* **Records shown**
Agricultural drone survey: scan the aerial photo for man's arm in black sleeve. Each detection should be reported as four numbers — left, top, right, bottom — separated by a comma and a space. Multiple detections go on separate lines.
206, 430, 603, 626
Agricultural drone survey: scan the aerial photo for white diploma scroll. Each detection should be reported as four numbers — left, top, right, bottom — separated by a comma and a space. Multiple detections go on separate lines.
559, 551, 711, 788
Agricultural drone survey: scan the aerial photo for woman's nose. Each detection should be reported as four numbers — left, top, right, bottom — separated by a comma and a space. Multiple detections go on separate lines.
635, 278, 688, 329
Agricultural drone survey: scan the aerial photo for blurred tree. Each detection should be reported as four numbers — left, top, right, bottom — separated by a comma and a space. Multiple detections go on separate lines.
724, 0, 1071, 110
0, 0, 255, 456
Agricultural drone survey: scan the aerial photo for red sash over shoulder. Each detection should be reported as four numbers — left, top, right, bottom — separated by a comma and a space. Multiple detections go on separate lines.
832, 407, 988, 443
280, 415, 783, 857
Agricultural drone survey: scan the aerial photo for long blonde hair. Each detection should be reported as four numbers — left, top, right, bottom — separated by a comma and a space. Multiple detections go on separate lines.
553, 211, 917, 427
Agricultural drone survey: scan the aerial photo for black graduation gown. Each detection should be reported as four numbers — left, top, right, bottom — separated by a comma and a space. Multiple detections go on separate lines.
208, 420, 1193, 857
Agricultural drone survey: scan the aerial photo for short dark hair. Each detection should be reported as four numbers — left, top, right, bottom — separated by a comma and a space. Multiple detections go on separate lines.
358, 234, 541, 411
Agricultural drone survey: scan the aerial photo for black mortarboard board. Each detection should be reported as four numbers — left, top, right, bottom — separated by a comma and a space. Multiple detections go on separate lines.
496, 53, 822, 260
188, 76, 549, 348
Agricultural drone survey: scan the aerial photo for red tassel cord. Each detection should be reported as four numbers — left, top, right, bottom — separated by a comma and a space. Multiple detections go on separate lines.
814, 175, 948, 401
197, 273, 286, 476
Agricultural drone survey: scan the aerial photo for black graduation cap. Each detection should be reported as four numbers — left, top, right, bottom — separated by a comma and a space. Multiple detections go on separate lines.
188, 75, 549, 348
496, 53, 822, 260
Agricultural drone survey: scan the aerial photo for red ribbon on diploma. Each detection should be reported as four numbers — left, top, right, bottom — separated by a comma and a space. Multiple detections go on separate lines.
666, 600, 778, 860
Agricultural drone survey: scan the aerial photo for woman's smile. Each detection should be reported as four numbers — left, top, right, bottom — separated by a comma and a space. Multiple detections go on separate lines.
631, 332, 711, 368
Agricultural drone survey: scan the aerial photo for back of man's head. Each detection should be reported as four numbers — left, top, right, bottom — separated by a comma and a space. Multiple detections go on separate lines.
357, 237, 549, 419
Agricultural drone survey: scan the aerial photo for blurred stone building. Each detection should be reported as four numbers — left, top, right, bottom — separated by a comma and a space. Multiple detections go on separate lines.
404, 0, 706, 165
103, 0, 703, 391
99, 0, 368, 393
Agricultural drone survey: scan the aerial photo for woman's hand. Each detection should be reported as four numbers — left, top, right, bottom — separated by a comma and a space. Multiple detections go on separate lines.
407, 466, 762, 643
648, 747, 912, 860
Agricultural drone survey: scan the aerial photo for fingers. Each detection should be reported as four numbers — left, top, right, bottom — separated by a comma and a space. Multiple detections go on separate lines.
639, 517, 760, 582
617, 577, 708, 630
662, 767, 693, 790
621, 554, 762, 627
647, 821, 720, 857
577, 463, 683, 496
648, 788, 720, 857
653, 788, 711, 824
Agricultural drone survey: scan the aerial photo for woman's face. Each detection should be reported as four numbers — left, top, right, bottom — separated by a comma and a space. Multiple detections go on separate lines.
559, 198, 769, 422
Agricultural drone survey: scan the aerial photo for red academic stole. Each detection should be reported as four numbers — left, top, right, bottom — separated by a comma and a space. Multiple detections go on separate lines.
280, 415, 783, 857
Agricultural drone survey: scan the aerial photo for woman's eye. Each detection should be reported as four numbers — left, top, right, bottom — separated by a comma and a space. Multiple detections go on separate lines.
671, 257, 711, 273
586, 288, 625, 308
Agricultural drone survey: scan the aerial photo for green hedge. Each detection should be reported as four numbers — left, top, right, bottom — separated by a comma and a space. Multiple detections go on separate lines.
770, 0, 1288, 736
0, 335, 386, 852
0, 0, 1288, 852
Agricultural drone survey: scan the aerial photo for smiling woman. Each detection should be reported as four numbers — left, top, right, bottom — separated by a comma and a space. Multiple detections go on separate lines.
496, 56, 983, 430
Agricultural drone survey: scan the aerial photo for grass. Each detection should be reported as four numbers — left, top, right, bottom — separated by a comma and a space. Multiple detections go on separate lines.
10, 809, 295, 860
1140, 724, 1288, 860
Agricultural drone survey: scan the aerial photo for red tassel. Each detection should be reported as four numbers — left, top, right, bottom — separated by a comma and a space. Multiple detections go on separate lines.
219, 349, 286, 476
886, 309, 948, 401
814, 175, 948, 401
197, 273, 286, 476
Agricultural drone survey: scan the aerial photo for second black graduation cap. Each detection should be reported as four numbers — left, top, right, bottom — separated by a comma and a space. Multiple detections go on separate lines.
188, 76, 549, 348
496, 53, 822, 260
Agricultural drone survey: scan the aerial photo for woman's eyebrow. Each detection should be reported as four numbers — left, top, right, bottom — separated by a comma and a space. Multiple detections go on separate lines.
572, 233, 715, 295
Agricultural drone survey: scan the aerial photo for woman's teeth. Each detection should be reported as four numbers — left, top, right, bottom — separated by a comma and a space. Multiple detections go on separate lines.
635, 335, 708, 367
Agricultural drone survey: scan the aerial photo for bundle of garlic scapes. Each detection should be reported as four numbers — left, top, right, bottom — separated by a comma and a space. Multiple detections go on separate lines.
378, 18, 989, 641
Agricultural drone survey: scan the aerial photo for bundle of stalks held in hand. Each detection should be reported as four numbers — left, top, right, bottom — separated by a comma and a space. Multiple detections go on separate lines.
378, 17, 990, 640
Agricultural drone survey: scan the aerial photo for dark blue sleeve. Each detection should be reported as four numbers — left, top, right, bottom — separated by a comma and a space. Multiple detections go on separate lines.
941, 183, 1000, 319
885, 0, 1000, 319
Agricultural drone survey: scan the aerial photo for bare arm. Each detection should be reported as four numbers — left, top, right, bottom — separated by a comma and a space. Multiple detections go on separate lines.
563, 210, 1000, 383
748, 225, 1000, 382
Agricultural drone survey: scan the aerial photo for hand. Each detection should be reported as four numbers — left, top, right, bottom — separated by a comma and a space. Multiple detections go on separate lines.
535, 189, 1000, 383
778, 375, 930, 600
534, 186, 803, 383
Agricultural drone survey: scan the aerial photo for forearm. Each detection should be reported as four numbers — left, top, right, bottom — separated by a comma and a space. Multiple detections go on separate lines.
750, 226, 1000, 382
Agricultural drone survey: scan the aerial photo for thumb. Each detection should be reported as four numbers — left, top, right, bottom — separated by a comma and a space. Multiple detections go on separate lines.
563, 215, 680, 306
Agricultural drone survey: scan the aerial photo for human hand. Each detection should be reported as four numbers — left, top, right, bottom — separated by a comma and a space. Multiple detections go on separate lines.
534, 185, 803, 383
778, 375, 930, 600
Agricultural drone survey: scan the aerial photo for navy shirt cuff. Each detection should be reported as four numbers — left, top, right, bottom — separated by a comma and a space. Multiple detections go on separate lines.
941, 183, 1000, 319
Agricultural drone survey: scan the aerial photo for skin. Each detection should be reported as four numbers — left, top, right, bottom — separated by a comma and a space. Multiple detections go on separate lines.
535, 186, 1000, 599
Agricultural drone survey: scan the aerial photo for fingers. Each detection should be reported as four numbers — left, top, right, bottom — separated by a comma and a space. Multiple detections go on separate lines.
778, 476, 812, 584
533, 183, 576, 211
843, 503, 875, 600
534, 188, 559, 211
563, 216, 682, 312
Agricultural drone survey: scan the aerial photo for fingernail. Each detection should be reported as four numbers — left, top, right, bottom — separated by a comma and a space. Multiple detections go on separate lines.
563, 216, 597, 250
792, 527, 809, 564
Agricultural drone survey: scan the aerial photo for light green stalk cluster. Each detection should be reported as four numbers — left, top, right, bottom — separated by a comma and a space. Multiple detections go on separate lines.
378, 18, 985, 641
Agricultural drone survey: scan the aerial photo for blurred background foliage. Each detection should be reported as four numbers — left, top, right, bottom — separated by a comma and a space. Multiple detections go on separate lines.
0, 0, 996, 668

* **Your objective**
Start at the item line containing "Agricultural drone survey: scan the aerial photo for light" and continue through the end of the items, reproducing those lines with "stalk cluster" changed to "stem cluster". Keep every other character unchanged.

* **Response to this task**
Agricultural drone survey: scan the aerial photo for light green stem cluster. Each detection should be reported as four numbers — left, top, right, bottom — separated by a comma and a space. Multiple detections go on separate lines.
378, 18, 985, 641
Agricultural drone survey: scan the aerial photo for blurred background foliage. Each detection should be reported as four numbers — left, top, right, bottom — separated by a comma and a space. Multiple detections go on separate lines.
0, 0, 996, 668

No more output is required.